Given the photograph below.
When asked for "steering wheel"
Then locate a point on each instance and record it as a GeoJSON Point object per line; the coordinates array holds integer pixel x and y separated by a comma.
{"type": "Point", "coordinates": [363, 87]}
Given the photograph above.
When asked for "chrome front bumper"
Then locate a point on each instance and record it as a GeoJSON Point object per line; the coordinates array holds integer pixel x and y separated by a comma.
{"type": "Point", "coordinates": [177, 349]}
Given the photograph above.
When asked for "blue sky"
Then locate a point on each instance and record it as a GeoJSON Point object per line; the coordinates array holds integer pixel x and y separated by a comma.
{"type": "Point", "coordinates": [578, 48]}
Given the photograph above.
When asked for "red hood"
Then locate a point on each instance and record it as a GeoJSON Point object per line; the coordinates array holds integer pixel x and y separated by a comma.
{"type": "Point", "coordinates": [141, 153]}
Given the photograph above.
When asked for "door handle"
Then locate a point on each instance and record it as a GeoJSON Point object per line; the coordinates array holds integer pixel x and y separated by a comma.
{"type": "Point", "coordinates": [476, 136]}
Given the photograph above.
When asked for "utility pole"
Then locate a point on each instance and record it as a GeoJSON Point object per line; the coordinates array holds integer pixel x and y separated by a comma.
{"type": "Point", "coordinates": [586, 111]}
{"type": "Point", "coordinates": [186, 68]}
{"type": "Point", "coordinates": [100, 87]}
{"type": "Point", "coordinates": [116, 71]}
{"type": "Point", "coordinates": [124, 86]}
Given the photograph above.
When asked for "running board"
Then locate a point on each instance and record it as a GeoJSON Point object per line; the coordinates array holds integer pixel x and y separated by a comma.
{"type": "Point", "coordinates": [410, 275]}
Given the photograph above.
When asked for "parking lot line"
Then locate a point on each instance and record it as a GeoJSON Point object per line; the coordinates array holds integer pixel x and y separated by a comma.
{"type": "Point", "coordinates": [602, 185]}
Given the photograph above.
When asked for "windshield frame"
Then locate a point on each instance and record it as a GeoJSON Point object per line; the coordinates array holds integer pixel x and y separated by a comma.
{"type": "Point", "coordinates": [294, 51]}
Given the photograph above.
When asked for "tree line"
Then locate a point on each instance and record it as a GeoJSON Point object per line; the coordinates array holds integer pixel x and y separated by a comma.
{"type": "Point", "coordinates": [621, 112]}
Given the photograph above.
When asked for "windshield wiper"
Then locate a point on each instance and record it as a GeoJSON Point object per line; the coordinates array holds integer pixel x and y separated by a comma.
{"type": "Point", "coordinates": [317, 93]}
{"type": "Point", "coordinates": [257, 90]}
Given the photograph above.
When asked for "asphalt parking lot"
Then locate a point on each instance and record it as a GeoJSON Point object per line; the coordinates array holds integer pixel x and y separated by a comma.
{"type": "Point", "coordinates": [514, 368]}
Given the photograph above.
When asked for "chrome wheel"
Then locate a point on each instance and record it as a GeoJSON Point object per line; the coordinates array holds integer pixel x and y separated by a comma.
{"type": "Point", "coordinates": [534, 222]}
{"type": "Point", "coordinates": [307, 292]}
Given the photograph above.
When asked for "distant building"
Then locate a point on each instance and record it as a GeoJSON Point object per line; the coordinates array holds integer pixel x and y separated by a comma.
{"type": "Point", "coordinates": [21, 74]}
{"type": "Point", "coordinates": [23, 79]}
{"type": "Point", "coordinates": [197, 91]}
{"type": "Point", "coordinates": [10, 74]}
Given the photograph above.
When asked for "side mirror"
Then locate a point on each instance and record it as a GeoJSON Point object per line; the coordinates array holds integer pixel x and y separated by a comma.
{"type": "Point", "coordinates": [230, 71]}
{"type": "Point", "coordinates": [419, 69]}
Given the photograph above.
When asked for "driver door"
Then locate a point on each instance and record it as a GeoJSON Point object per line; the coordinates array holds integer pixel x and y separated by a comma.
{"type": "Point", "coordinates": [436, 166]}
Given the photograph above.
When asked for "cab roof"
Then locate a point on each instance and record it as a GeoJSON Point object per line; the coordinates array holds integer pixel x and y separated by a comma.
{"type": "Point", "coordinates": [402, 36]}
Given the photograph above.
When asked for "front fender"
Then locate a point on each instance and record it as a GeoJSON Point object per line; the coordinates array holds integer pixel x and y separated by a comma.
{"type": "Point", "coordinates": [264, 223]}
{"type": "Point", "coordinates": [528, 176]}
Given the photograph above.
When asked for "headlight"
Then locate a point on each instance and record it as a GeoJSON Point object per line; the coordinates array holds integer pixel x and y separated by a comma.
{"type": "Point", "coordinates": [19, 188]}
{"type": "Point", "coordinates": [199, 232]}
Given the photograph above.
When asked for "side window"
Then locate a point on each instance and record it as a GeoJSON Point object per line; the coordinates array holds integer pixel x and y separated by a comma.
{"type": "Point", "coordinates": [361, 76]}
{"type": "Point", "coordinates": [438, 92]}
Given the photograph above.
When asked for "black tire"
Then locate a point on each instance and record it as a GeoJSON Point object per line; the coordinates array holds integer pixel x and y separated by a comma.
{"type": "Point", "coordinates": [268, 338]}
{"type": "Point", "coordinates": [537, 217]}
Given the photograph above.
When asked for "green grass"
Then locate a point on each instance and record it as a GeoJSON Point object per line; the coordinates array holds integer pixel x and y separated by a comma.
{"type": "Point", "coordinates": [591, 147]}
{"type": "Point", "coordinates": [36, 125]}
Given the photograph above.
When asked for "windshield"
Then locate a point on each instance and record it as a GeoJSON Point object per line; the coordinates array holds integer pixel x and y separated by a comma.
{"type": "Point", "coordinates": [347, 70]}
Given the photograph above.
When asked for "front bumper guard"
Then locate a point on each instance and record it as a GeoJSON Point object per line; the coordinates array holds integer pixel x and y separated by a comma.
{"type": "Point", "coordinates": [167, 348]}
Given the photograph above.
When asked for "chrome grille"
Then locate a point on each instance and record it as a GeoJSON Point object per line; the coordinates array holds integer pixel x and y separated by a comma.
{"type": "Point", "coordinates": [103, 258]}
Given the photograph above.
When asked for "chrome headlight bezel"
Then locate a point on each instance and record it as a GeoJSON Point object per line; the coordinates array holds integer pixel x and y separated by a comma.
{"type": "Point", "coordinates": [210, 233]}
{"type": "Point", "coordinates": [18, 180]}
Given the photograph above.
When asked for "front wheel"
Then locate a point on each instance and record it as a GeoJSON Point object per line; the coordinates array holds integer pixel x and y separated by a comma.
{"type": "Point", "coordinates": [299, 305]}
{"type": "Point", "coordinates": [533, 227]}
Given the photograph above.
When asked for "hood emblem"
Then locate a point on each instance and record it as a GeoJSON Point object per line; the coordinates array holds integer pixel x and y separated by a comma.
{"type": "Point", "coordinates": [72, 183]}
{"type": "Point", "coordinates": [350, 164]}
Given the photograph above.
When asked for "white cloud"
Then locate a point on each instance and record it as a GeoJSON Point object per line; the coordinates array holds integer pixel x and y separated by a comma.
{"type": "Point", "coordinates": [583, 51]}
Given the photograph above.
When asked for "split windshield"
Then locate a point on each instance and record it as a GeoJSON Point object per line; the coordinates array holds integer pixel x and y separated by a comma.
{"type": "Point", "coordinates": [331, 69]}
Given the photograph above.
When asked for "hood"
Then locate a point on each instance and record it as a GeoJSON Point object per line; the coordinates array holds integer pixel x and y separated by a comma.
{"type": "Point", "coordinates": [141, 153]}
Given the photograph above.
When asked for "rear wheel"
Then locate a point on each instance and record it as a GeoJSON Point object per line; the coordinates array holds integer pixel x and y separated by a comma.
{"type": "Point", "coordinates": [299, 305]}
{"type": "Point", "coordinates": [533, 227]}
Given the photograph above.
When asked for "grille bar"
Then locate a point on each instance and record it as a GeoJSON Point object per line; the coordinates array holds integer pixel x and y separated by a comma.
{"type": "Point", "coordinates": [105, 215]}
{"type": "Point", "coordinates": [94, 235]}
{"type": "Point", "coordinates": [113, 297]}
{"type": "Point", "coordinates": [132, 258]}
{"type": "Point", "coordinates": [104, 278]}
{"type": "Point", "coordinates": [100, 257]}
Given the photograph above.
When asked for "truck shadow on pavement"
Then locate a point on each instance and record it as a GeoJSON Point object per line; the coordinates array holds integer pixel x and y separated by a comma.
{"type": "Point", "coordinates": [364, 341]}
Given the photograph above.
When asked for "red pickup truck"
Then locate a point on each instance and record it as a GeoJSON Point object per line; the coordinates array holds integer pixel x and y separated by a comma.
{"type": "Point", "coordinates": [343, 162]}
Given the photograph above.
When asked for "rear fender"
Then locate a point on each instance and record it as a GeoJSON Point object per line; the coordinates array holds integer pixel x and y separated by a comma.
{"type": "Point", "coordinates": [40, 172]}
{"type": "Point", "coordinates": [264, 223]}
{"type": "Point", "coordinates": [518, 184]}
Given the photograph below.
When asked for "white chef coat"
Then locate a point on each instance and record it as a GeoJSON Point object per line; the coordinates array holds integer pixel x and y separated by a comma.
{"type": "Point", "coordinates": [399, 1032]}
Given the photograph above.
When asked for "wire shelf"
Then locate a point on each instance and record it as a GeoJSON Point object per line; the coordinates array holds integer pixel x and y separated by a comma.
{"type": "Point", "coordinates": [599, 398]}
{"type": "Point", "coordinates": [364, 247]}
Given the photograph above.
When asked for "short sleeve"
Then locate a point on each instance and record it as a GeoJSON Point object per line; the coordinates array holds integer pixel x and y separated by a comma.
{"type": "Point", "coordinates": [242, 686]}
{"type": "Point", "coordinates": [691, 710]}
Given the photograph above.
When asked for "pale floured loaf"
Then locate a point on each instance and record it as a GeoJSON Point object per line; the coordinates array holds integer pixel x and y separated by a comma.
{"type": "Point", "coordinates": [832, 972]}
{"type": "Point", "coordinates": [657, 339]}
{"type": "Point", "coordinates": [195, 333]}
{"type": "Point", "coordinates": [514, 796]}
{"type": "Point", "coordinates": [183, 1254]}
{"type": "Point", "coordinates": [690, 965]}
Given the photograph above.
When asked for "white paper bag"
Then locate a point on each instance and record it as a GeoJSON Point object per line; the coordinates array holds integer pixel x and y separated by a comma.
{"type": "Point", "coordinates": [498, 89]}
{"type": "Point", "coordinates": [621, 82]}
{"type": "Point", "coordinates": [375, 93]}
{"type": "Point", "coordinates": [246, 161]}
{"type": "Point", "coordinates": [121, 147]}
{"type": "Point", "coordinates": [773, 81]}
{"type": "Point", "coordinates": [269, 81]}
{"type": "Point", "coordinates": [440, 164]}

- **指示**: 上の項目から、「hood」という文字列を含む行をすべて書き出しなさい。大文字と小文字は区別するものとする。

- **解答例**:
When asked for "red hood"
When asked for "hood emblem"
When asked for "hood"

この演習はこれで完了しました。